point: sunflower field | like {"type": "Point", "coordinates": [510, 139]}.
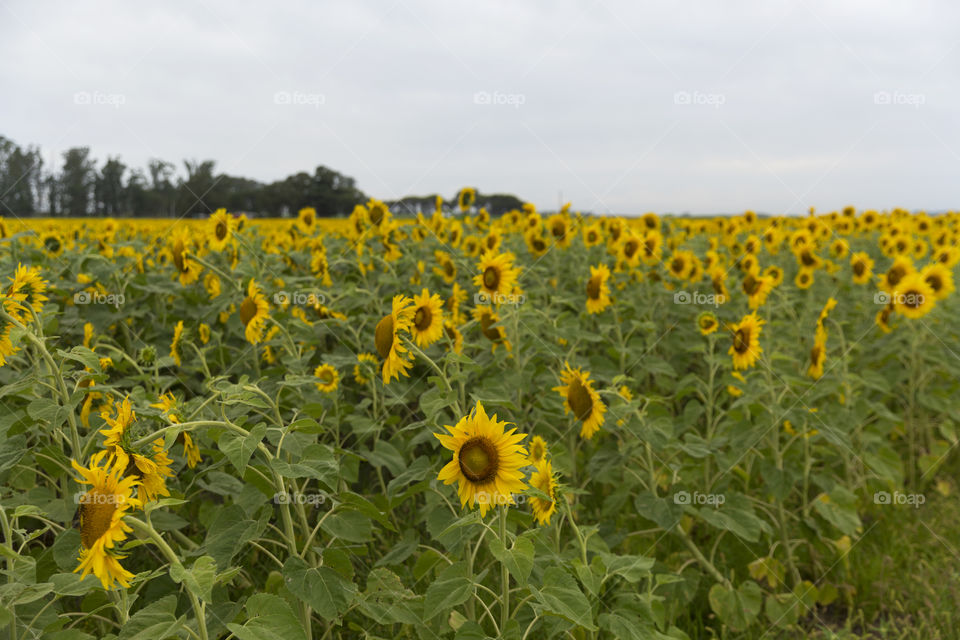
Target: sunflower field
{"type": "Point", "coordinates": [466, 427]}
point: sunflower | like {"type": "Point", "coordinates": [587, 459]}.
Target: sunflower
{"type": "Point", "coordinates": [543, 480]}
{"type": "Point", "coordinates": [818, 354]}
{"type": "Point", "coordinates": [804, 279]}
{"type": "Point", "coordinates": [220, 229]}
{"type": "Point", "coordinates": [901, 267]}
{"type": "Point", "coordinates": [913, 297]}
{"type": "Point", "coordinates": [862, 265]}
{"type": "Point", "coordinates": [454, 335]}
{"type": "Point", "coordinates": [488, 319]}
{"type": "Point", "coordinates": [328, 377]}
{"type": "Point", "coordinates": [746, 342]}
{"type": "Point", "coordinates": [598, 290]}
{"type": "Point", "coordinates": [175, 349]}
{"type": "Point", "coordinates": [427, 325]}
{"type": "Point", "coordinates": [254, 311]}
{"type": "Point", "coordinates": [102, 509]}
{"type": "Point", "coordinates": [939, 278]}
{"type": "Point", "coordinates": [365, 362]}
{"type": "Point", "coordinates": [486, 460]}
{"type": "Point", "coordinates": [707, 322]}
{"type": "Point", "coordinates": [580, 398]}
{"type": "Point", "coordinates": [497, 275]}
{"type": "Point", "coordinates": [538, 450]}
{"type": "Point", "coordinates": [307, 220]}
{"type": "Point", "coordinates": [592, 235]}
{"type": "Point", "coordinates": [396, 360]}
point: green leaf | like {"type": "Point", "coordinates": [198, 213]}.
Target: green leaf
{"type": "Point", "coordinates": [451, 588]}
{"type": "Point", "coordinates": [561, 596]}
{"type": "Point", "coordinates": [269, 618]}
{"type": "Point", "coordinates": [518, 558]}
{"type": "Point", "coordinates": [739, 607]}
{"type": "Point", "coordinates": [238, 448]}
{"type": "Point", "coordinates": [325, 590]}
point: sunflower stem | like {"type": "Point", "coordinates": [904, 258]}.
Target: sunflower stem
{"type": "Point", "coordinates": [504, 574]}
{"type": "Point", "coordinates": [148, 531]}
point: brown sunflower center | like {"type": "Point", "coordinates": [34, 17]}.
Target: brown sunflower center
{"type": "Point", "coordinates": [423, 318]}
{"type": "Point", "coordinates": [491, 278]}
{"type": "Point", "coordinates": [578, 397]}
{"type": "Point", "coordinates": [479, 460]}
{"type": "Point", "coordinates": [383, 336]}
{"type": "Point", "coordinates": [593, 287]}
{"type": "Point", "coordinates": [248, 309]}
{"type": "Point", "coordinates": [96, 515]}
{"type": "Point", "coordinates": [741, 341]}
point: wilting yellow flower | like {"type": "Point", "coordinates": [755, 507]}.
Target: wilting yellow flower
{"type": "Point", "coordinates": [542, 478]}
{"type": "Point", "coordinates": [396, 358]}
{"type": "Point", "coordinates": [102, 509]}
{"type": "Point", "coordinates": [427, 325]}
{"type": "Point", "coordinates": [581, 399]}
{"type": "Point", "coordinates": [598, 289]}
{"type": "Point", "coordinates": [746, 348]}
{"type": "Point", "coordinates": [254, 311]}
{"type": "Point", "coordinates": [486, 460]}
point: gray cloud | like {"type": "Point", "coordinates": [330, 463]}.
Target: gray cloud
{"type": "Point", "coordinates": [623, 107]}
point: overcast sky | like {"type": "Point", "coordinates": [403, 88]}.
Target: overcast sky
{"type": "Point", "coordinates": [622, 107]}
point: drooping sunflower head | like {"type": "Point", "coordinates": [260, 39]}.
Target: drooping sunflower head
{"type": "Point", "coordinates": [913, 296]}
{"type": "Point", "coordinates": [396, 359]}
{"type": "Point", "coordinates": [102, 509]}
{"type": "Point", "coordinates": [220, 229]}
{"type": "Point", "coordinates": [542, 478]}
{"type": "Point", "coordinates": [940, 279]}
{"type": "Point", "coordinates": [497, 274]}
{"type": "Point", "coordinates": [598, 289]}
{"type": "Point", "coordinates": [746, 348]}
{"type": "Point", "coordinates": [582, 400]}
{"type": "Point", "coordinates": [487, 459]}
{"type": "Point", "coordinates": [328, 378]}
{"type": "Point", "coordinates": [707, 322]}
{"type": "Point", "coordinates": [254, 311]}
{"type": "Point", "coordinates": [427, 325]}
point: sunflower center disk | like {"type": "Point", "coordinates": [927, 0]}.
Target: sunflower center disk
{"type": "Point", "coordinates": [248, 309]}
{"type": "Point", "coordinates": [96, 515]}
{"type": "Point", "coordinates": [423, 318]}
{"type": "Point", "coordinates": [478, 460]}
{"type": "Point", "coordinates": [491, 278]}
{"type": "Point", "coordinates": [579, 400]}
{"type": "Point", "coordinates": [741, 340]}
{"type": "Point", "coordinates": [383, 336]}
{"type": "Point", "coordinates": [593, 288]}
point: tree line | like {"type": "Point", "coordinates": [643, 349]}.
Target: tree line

--- --- ---

## WRITTEN INSTRUCTION:
Copy the listing above line for line, leaving out the pictures.

## EXERCISE OUTPUT:
point: sunflower field | like {"type": "Point", "coordinates": [510, 139]}.
Target: sunflower field
{"type": "Point", "coordinates": [466, 427]}
point: sunflower | like {"type": "Point", "coordinates": [587, 459]}.
Target: sunflower
{"type": "Point", "coordinates": [543, 480]}
{"type": "Point", "coordinates": [818, 354]}
{"type": "Point", "coordinates": [804, 279]}
{"type": "Point", "coordinates": [220, 229]}
{"type": "Point", "coordinates": [901, 267]}
{"type": "Point", "coordinates": [913, 297]}
{"type": "Point", "coordinates": [862, 265]}
{"type": "Point", "coordinates": [454, 335]}
{"type": "Point", "coordinates": [488, 319]}
{"type": "Point", "coordinates": [328, 377]}
{"type": "Point", "coordinates": [746, 342]}
{"type": "Point", "coordinates": [598, 290]}
{"type": "Point", "coordinates": [175, 349]}
{"type": "Point", "coordinates": [427, 325]}
{"type": "Point", "coordinates": [254, 311]}
{"type": "Point", "coordinates": [102, 509]}
{"type": "Point", "coordinates": [939, 278]}
{"type": "Point", "coordinates": [365, 362]}
{"type": "Point", "coordinates": [486, 460]}
{"type": "Point", "coordinates": [707, 322]}
{"type": "Point", "coordinates": [580, 398]}
{"type": "Point", "coordinates": [497, 275]}
{"type": "Point", "coordinates": [538, 450]}
{"type": "Point", "coordinates": [307, 220]}
{"type": "Point", "coordinates": [592, 235]}
{"type": "Point", "coordinates": [396, 360]}
point: green leaf | like {"type": "Point", "coordinates": [198, 213]}.
Target: green leaf
{"type": "Point", "coordinates": [451, 588]}
{"type": "Point", "coordinates": [561, 596]}
{"type": "Point", "coordinates": [269, 618]}
{"type": "Point", "coordinates": [518, 558]}
{"type": "Point", "coordinates": [739, 607]}
{"type": "Point", "coordinates": [238, 448]}
{"type": "Point", "coordinates": [325, 590]}
point: sunflower stem | like {"type": "Point", "coordinates": [904, 258]}.
Target: sunflower stem
{"type": "Point", "coordinates": [504, 574]}
{"type": "Point", "coordinates": [148, 531]}
point: brown sunflower center | like {"type": "Point", "coordinates": [34, 17]}.
Target: brown sunflower center
{"type": "Point", "coordinates": [423, 318]}
{"type": "Point", "coordinates": [491, 278]}
{"type": "Point", "coordinates": [578, 397]}
{"type": "Point", "coordinates": [479, 460]}
{"type": "Point", "coordinates": [383, 336]}
{"type": "Point", "coordinates": [593, 287]}
{"type": "Point", "coordinates": [248, 309]}
{"type": "Point", "coordinates": [96, 515]}
{"type": "Point", "coordinates": [741, 341]}
point: wilting yellow flower | like {"type": "Point", "coordinates": [755, 507]}.
Target: wilting yellow flower
{"type": "Point", "coordinates": [542, 478]}
{"type": "Point", "coordinates": [396, 358]}
{"type": "Point", "coordinates": [102, 509]}
{"type": "Point", "coordinates": [427, 325]}
{"type": "Point", "coordinates": [581, 399]}
{"type": "Point", "coordinates": [598, 289]}
{"type": "Point", "coordinates": [746, 348]}
{"type": "Point", "coordinates": [254, 311]}
{"type": "Point", "coordinates": [486, 460]}
point: gray cloud | like {"type": "Point", "coordinates": [330, 463]}.
Target: gray cloud
{"type": "Point", "coordinates": [623, 107]}
point: overcast sky | like {"type": "Point", "coordinates": [403, 88]}.
Target: overcast sky
{"type": "Point", "coordinates": [622, 107]}
point: drooping sunflower head | like {"type": "Point", "coordinates": [260, 39]}.
Target: drooping sunflower head
{"type": "Point", "coordinates": [913, 296]}
{"type": "Point", "coordinates": [396, 359]}
{"type": "Point", "coordinates": [102, 509]}
{"type": "Point", "coordinates": [220, 229]}
{"type": "Point", "coordinates": [542, 478]}
{"type": "Point", "coordinates": [940, 279]}
{"type": "Point", "coordinates": [497, 274]}
{"type": "Point", "coordinates": [598, 289]}
{"type": "Point", "coordinates": [746, 348]}
{"type": "Point", "coordinates": [582, 400]}
{"type": "Point", "coordinates": [487, 459]}
{"type": "Point", "coordinates": [328, 378]}
{"type": "Point", "coordinates": [707, 322]}
{"type": "Point", "coordinates": [254, 311]}
{"type": "Point", "coordinates": [427, 325]}
point: sunflower center disk | like {"type": "Point", "coordinates": [927, 0]}.
Target: sunflower center disk
{"type": "Point", "coordinates": [248, 309]}
{"type": "Point", "coordinates": [96, 515]}
{"type": "Point", "coordinates": [423, 318]}
{"type": "Point", "coordinates": [478, 460]}
{"type": "Point", "coordinates": [491, 278]}
{"type": "Point", "coordinates": [579, 400]}
{"type": "Point", "coordinates": [741, 340]}
{"type": "Point", "coordinates": [383, 336]}
{"type": "Point", "coordinates": [593, 288]}
point: tree line | like {"type": "Point", "coordinates": [643, 349]}.
Target: tree line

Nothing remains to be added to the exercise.